Work required:
The line containing "Pass a photo" marks the start. Restate it and every following line through the end of the records exactly, and nothing else, leaving out the pictures.

Extracted material:
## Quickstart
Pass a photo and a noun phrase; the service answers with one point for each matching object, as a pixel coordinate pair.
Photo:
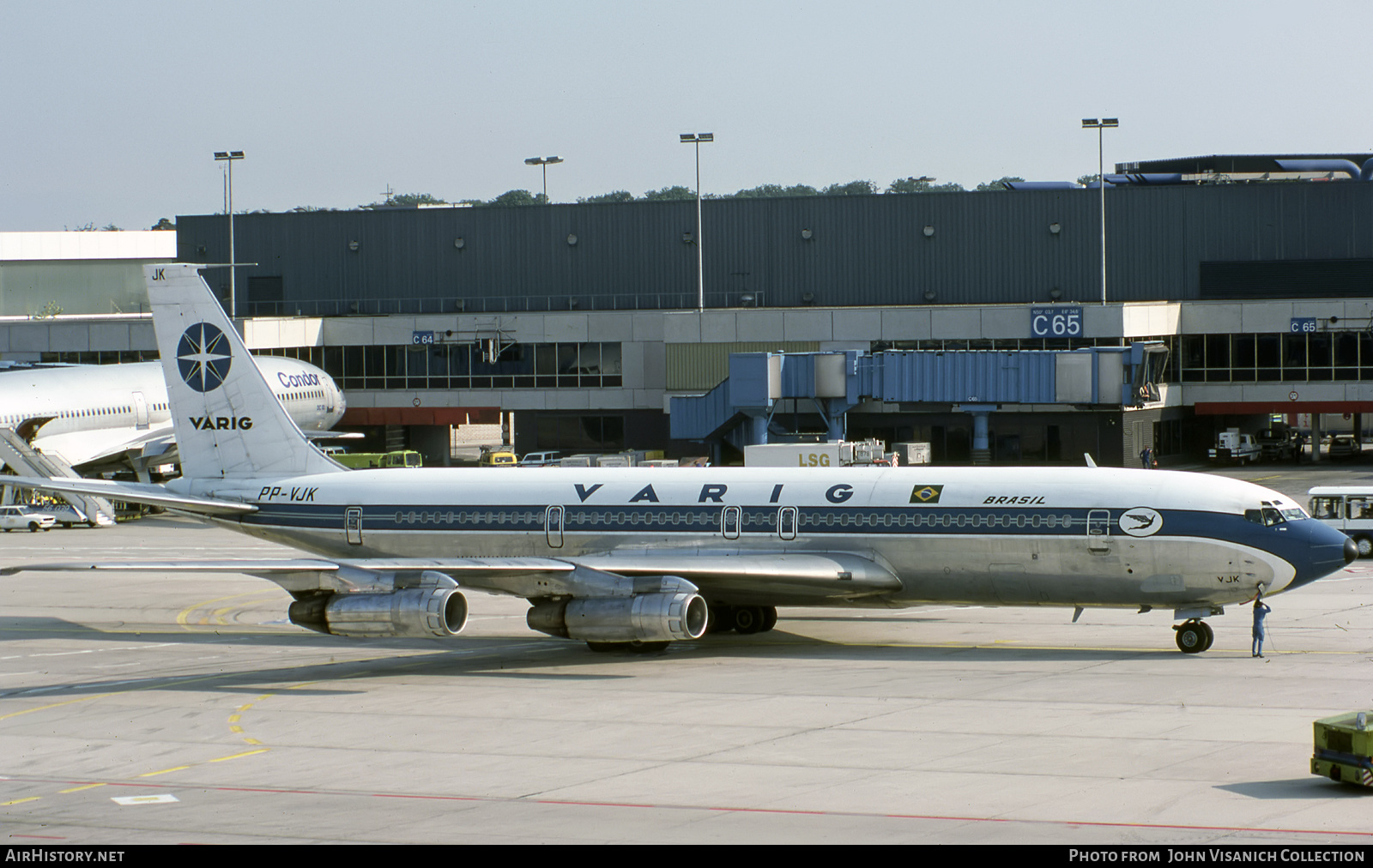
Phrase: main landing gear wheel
(753, 618)
(1194, 636)
(1365, 546)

Finished exercise:
Pass a photo and a noun phrase; the service answers with one point for each matching object, as a pixel coordinate pair.
Photo:
Phrase: main landing gear wheel
(753, 618)
(1194, 636)
(1365, 546)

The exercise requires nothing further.